--- Stored rows ---
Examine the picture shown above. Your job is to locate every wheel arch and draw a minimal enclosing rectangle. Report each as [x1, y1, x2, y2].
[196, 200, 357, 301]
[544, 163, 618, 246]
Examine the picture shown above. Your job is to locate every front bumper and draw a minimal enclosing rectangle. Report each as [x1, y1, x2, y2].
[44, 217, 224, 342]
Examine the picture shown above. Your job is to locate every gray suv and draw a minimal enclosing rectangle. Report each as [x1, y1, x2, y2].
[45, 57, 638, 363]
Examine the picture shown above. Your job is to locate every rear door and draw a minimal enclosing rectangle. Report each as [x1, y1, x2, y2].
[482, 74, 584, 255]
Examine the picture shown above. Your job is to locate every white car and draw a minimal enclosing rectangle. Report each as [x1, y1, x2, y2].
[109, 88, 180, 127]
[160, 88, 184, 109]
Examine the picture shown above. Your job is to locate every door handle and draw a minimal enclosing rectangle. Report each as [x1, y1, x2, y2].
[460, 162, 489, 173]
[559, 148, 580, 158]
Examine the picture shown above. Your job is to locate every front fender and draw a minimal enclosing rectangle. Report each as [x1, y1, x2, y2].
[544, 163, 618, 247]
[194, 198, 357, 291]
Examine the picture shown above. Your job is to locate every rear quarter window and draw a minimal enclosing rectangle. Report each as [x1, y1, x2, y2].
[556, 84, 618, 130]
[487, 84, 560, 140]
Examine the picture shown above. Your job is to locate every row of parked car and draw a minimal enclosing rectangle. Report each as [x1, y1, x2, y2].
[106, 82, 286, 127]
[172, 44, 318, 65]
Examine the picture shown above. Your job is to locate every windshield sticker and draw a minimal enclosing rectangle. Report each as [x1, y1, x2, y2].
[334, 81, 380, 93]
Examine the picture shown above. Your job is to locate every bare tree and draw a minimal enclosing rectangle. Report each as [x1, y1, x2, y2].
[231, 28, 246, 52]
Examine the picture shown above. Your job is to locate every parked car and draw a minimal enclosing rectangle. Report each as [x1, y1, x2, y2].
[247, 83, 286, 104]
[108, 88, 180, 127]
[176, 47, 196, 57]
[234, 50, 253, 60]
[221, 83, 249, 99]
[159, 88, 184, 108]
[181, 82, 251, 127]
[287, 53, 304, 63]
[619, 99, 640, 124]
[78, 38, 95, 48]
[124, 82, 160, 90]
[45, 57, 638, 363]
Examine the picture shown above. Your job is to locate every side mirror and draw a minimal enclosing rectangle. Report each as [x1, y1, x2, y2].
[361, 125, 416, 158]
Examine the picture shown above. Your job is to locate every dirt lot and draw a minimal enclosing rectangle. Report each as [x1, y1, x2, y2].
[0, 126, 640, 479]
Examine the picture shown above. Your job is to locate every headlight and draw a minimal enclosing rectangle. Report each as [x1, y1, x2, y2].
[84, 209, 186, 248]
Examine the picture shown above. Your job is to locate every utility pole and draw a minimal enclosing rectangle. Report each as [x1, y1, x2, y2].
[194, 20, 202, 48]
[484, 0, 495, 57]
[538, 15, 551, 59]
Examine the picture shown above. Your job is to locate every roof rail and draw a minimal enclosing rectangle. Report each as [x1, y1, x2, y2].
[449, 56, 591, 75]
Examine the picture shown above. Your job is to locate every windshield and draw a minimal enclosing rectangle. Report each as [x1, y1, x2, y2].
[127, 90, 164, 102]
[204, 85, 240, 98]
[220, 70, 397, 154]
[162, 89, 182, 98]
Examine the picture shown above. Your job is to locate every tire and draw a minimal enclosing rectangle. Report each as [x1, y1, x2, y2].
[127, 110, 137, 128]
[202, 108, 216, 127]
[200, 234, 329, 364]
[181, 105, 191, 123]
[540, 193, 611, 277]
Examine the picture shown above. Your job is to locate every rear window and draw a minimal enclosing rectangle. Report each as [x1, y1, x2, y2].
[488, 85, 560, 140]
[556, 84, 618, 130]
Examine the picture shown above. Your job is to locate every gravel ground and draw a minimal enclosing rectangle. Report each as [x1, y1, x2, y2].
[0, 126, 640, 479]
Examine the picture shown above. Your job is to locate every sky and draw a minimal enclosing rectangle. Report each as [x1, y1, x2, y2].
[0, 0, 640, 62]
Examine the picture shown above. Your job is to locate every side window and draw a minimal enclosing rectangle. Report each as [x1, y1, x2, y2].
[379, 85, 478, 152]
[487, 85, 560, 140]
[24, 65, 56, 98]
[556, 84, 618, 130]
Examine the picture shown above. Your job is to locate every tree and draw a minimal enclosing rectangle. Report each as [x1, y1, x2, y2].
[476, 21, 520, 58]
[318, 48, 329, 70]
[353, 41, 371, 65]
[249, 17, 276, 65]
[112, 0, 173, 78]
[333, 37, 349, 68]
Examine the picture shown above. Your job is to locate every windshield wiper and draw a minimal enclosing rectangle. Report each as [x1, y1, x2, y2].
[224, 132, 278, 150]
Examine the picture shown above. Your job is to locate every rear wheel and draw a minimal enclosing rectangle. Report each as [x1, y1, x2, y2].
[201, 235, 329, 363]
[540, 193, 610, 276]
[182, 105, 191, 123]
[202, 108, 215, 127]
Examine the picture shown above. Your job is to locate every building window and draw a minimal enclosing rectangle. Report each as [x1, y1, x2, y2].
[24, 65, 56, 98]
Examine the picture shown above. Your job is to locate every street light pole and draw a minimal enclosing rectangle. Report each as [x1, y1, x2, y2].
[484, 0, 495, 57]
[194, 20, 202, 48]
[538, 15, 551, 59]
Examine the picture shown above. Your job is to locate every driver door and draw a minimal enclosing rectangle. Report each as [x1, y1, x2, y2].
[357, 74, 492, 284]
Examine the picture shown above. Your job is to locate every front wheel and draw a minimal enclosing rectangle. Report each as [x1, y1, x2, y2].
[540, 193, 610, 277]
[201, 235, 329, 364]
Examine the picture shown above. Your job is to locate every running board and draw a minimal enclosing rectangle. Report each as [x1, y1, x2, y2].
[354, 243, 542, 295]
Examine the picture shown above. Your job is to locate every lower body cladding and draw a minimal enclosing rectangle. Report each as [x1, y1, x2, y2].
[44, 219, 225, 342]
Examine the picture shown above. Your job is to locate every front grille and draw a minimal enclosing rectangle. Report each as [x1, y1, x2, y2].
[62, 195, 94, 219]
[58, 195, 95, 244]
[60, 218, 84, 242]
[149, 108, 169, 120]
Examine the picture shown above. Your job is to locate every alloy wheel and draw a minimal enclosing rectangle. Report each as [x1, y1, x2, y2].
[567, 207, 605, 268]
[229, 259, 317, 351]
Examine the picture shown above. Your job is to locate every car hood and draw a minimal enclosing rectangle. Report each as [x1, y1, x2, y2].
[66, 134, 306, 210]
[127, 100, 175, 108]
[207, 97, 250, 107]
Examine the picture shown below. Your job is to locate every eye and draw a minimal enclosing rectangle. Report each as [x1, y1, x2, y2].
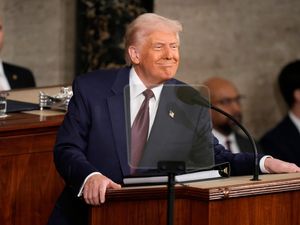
[170, 44, 178, 49]
[154, 44, 162, 50]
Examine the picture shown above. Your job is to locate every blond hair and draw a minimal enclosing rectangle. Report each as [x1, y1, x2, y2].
[125, 13, 182, 64]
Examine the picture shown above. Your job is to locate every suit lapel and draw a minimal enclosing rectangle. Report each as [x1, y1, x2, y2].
[107, 67, 130, 175]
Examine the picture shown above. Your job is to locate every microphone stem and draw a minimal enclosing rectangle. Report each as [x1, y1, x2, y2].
[210, 105, 259, 181]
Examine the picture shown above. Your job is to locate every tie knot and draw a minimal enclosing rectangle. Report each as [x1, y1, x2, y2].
[143, 89, 154, 100]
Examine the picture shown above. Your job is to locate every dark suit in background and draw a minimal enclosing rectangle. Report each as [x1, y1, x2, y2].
[3, 62, 36, 89]
[260, 116, 300, 166]
[234, 132, 262, 153]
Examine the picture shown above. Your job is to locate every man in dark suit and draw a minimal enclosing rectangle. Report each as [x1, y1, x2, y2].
[203, 77, 261, 153]
[48, 13, 300, 225]
[0, 18, 35, 90]
[260, 60, 300, 166]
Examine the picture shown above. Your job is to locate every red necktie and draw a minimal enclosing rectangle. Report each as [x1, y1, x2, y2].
[131, 89, 154, 173]
[225, 139, 231, 151]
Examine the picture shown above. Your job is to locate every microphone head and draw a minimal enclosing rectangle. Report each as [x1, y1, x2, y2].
[176, 86, 210, 107]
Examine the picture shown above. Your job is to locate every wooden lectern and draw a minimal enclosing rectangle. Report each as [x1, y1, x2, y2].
[89, 173, 300, 225]
[0, 88, 64, 225]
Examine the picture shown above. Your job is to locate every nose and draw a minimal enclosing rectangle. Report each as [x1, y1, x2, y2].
[164, 46, 173, 59]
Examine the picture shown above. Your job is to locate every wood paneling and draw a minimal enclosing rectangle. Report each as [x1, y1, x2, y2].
[90, 174, 300, 225]
[0, 113, 63, 225]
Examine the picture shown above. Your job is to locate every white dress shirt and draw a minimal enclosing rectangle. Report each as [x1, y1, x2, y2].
[212, 129, 241, 153]
[129, 67, 163, 136]
[77, 67, 163, 197]
[289, 111, 300, 133]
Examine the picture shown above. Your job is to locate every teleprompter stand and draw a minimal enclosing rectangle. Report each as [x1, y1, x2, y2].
[157, 161, 185, 225]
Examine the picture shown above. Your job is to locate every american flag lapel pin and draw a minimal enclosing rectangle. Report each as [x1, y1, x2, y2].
[169, 110, 175, 119]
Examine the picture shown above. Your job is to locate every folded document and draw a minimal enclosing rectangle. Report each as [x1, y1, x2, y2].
[123, 163, 230, 186]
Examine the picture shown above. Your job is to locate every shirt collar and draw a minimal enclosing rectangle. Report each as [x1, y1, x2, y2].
[289, 111, 300, 133]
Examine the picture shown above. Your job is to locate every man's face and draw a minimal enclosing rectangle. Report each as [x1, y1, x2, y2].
[0, 18, 4, 51]
[211, 85, 242, 135]
[130, 31, 179, 86]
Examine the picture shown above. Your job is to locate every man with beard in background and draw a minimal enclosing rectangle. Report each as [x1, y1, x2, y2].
[203, 77, 261, 153]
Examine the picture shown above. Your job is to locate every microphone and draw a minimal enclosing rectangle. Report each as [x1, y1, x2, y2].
[176, 86, 259, 181]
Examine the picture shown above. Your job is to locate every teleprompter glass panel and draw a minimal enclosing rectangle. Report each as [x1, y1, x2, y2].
[124, 84, 214, 172]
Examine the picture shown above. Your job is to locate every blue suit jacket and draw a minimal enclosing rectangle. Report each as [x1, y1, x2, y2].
[49, 67, 262, 225]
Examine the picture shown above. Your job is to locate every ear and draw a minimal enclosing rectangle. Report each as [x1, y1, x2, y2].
[128, 46, 140, 65]
[294, 88, 300, 102]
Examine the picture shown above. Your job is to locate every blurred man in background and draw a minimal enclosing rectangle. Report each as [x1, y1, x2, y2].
[203, 77, 261, 153]
[260, 60, 300, 166]
[0, 17, 35, 91]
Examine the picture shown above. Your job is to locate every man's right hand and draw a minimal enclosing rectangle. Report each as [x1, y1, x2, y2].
[83, 174, 121, 205]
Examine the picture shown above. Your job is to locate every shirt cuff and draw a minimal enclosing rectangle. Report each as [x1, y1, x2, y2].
[77, 172, 102, 197]
[259, 155, 273, 173]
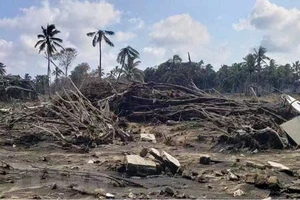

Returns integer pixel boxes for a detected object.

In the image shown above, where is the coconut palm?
[117,46,140,79]
[121,57,144,82]
[243,53,256,76]
[87,30,115,78]
[0,62,6,77]
[34,24,64,82]
[172,54,182,64]
[253,46,270,72]
[52,66,64,81]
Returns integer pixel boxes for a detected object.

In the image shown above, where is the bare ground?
[0,122,300,199]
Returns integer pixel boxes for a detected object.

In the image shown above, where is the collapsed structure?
[0,81,295,150]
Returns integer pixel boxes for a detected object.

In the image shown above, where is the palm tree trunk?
[117,63,124,80]
[45,53,51,98]
[98,40,102,79]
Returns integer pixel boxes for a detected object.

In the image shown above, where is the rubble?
[199,155,210,165]
[164,186,176,196]
[105,193,115,199]
[246,161,266,169]
[125,155,158,176]
[233,189,245,197]
[162,151,180,174]
[280,117,300,145]
[141,133,156,143]
[268,161,290,170]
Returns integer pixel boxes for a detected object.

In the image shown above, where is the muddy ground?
[0,122,300,199]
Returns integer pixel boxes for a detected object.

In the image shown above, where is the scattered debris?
[227,171,240,181]
[105,193,115,199]
[281,95,300,113]
[162,151,180,174]
[233,189,245,197]
[125,155,158,176]
[141,133,156,143]
[140,148,148,158]
[200,155,210,165]
[128,192,136,199]
[164,186,176,196]
[280,117,300,145]
[245,173,257,184]
[268,161,290,170]
[246,161,266,169]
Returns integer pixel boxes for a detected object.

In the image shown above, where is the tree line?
[0,24,300,94]
[144,46,300,93]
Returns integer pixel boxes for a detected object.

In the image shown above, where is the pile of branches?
[0,79,131,150]
[94,82,288,149]
[0,76,38,101]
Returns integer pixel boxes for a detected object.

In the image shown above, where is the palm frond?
[53,41,65,49]
[47,24,56,32]
[86,31,96,37]
[92,34,99,46]
[39,42,47,53]
[103,35,115,47]
[34,40,46,48]
[49,29,60,36]
[37,34,45,39]
[104,31,115,35]
[51,37,63,43]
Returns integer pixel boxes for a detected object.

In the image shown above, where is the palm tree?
[87,30,115,78]
[293,61,300,73]
[34,24,64,83]
[172,54,182,63]
[0,62,6,78]
[243,53,256,78]
[121,57,144,82]
[52,66,64,81]
[253,46,270,72]
[117,46,140,79]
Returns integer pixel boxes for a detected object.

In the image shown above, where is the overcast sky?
[0,0,300,76]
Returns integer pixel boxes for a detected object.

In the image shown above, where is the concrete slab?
[141,133,156,143]
[280,116,300,145]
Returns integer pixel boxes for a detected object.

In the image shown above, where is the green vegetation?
[0,24,300,99]
[87,30,115,78]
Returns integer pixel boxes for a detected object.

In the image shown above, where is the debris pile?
[0,79,131,150]
[91,82,289,150]
[0,75,37,101]
[119,148,180,176]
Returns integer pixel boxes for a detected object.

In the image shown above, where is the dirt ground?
[0,122,300,199]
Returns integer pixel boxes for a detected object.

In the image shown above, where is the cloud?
[217,15,223,20]
[0,39,13,62]
[116,31,137,42]
[143,47,166,57]
[0,0,123,75]
[128,17,145,29]
[233,0,300,53]
[143,14,231,69]
[150,14,210,46]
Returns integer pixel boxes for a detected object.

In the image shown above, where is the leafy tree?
[117,46,140,79]
[52,66,64,82]
[53,47,77,77]
[24,73,31,81]
[70,63,90,87]
[34,75,49,94]
[121,57,144,82]
[34,24,63,83]
[0,62,6,77]
[87,30,115,78]
[107,66,121,79]
[172,54,182,64]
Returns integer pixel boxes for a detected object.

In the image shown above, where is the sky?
[0,0,300,76]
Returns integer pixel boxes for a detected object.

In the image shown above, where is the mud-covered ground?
[0,122,300,199]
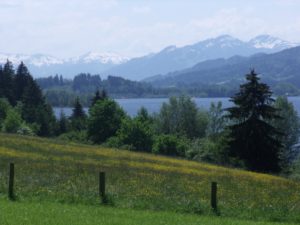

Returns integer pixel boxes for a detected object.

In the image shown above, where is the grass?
[0,134,300,222]
[0,200,298,225]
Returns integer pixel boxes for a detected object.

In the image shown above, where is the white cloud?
[0,0,300,57]
[132,6,151,14]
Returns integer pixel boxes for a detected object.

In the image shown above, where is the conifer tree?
[91,90,107,106]
[15,62,32,101]
[71,97,86,131]
[227,70,282,172]
[0,60,16,105]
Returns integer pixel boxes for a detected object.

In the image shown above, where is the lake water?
[54,97,300,117]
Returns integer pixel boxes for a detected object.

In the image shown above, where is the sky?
[0,0,300,58]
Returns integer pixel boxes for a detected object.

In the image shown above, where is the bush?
[59,131,89,143]
[152,135,188,156]
[117,118,153,152]
[17,123,35,136]
[0,98,11,129]
[2,109,23,133]
[88,99,125,143]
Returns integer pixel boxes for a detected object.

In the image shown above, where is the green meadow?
[0,134,300,224]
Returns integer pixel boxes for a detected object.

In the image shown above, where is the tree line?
[0,62,300,173]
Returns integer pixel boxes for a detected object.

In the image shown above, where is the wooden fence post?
[8,163,15,200]
[211,182,218,211]
[99,172,106,203]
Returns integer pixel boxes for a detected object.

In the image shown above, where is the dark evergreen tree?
[58,111,68,134]
[227,70,282,172]
[0,60,16,105]
[91,90,107,106]
[71,97,86,131]
[15,62,32,101]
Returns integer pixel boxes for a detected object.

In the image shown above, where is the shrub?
[152,135,188,156]
[2,109,23,133]
[117,118,153,152]
[88,98,125,143]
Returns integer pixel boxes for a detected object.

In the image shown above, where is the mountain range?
[0,35,297,81]
[146,46,300,92]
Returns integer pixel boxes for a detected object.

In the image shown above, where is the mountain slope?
[106,35,295,80]
[147,44,300,88]
[0,52,128,78]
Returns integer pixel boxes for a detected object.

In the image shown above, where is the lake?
[54,97,300,118]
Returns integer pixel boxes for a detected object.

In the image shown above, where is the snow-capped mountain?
[0,52,129,77]
[107,35,297,80]
[249,35,297,50]
[69,52,129,65]
[0,35,297,80]
[0,53,64,67]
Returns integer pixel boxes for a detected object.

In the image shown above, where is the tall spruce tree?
[91,90,107,106]
[15,62,32,101]
[0,60,16,105]
[70,97,86,131]
[227,70,282,172]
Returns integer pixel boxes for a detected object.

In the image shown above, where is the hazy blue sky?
[0,0,300,57]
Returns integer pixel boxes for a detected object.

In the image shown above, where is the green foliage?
[156,95,208,139]
[152,134,188,156]
[58,130,89,143]
[57,111,70,134]
[206,102,226,136]
[2,109,24,133]
[0,199,292,225]
[227,70,282,172]
[0,134,300,224]
[88,99,125,143]
[0,60,16,105]
[113,117,153,152]
[70,98,87,131]
[0,98,11,129]
[186,134,230,165]
[91,90,107,106]
[271,96,300,172]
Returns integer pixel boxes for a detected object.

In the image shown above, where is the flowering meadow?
[0,134,300,222]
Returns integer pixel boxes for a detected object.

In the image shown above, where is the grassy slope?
[0,134,300,222]
[0,200,298,225]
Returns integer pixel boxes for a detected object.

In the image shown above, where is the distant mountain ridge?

--- Do this ---
Please pull out the entries from the line with "locate every bare" to the line with "[162, 89, 182, 98]", both lines included, and copy them without any change.

--- Expected output ---
Examine the picture shown above. Your job is to locate every bare tree and draw a minimal enclosing rectangle. Report each as [x1, y1, x2, y2].
[231, 28, 246, 52]
Examine the picture shown above. Your job is to locate every parked car and draw a minimal enclosing rectangle. Report each as [x1, y1, x2, y2].
[247, 83, 286, 104]
[108, 88, 180, 127]
[176, 47, 196, 57]
[234, 50, 253, 60]
[221, 83, 249, 99]
[159, 88, 184, 108]
[181, 82, 251, 127]
[287, 53, 304, 63]
[619, 99, 640, 124]
[78, 38, 95, 48]
[124, 82, 160, 90]
[45, 57, 638, 363]
Examine the picture shown above. Your job is to locate every side mirror and draw a minimal enclosing rectangle. Report each as [x1, y1, x2, y2].
[361, 125, 416, 158]
Examine the picture shown above. Your job is to locate every dirt lot and draw a minimal enclosing rectangle. Report each as [x1, y1, x2, y2].
[0, 126, 640, 479]
Examine the picture shown above. Your job is to locate every headlight and draw a minimal enclosing rectangle. Report each as [x1, y1, x2, y2].
[84, 209, 186, 248]
Examine the picture shown above. Your job is to locate every utility pole and draw a minimal enclosing rectangle. Report each as [x1, y1, x2, y2].
[194, 20, 202, 48]
[484, 0, 495, 57]
[538, 15, 551, 59]
Examine the picture shown above. Your job is to locate every roof rail and draw a minimal enclosing rectangle. Report each as [x1, y1, x2, y2].
[449, 56, 591, 75]
Examine the picture shown above. Your job is to locate every windshield and draw a minimal enclosing rectangle. Report each as [x1, y1, x2, y2].
[127, 90, 164, 102]
[204, 85, 240, 98]
[220, 70, 397, 154]
[162, 89, 182, 98]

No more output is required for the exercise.